In the data below, find the line that contains "Find the window" and the line that contains "Find the neighboring". Copy both, plus every line between them, exactly.

[Dataset entries]
######
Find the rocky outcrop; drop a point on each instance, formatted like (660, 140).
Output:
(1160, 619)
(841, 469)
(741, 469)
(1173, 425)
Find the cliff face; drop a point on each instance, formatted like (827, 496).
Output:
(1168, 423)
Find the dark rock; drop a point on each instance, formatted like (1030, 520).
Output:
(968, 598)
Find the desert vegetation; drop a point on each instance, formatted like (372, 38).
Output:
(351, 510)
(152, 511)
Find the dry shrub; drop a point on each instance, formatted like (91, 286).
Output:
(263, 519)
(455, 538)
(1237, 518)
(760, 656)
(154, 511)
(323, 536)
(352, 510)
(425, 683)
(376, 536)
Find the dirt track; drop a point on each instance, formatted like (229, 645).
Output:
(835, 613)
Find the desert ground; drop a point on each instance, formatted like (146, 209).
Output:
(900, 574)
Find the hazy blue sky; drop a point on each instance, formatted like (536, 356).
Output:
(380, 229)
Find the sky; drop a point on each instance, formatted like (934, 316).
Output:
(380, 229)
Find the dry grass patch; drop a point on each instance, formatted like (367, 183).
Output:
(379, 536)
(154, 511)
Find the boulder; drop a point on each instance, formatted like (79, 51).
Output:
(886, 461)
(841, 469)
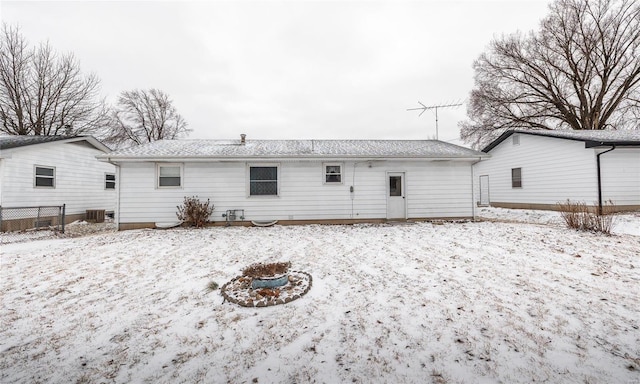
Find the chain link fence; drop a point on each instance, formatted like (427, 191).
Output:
(27, 223)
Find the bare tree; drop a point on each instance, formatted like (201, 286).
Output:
(43, 93)
(580, 71)
(143, 116)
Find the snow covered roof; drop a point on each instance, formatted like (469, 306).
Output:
(590, 138)
(7, 142)
(235, 149)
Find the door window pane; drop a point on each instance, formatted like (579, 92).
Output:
(395, 185)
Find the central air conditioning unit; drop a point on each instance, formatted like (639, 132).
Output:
(233, 215)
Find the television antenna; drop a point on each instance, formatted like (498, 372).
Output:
(424, 108)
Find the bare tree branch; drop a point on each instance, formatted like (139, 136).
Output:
(580, 70)
(144, 116)
(42, 93)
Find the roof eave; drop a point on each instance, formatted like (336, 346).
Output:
(177, 159)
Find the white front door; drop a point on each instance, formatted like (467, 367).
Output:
(484, 191)
(396, 201)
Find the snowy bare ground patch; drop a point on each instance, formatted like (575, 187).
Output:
(450, 303)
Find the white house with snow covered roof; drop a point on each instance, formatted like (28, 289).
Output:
(55, 170)
(538, 169)
(295, 181)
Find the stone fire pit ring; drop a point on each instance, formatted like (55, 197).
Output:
(239, 290)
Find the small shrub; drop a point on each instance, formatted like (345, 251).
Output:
(579, 216)
(266, 270)
(194, 212)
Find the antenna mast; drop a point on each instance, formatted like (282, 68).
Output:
(424, 108)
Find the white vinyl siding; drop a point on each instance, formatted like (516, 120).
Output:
(79, 177)
(433, 189)
(553, 170)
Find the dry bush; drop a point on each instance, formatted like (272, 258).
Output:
(266, 270)
(194, 212)
(579, 215)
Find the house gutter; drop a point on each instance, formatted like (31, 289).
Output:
(600, 177)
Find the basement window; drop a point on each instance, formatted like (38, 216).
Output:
(45, 177)
(516, 177)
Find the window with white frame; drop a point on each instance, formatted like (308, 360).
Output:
(516, 177)
(332, 173)
(44, 177)
(169, 175)
(263, 180)
(109, 181)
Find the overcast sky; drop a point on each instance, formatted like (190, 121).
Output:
(286, 69)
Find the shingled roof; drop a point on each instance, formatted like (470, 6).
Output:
(590, 138)
(230, 149)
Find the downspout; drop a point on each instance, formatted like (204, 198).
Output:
(600, 178)
(116, 215)
(473, 189)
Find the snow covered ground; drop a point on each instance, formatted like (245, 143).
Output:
(458, 302)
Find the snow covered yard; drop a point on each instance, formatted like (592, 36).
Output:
(444, 303)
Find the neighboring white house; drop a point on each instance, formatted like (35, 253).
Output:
(295, 181)
(538, 169)
(56, 170)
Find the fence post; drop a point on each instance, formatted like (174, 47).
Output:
(63, 212)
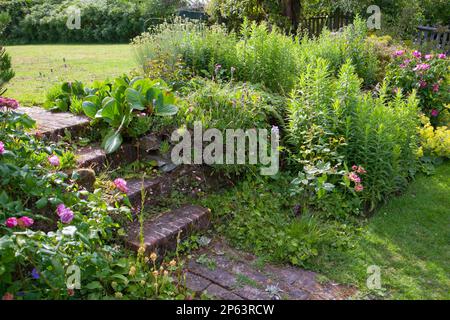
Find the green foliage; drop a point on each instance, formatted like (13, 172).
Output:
(259, 56)
(427, 74)
(101, 21)
(36, 261)
(6, 72)
(257, 216)
(332, 121)
(228, 106)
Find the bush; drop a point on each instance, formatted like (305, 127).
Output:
(332, 121)
(6, 72)
(425, 73)
(101, 21)
(258, 56)
(228, 106)
(48, 224)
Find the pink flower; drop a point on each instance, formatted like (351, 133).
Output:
(11, 222)
(25, 222)
(422, 84)
(8, 296)
(361, 170)
(54, 161)
(121, 185)
(422, 66)
(436, 87)
(65, 214)
(354, 177)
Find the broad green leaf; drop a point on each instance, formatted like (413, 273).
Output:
(89, 108)
(112, 142)
(135, 99)
(166, 110)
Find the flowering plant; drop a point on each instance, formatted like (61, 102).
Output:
(424, 72)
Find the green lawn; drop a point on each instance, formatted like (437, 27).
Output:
(409, 239)
(39, 67)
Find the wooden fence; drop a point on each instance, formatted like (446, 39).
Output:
(437, 37)
(314, 25)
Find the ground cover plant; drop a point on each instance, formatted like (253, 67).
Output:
(363, 171)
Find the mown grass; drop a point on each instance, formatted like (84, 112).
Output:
(409, 239)
(39, 67)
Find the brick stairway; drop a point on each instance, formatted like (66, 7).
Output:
(160, 233)
(229, 274)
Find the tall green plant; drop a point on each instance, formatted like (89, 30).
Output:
(6, 71)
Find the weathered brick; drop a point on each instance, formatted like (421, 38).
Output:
(158, 237)
(221, 293)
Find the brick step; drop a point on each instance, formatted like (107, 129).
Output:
(53, 125)
(94, 157)
(227, 273)
(160, 234)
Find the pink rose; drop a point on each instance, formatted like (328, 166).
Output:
(65, 214)
(54, 161)
(121, 185)
(25, 222)
(11, 222)
(8, 296)
(354, 177)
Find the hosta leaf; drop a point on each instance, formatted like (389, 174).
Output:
(135, 99)
(166, 110)
(90, 109)
(112, 142)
######
* [Response area]:
Find the window with white frame; drop a point on each instance, formatted like (308, 360).
Output:
(516, 177)
(332, 173)
(44, 177)
(169, 175)
(263, 180)
(109, 181)
Find the overcast sky; drop a point on each instance, formatted like (190, 121).
Output:
(286, 69)
Find the shingled roof; drop a point on each instance, formatted like (470, 6).
Output:
(590, 138)
(230, 149)
Find the downspout; drop a point on each instance, formatted like (204, 198).
Output:
(600, 178)
(116, 215)
(473, 189)
Find the snow covered ground; drop a point on each instance, formatted like (245, 143).
Output:
(458, 302)
Find the snow covered yard; drop a point on each instance, formatted like (592, 36).
Output:
(444, 303)
Find the neighboring white house; drop a point on each instance, formatted like (35, 253).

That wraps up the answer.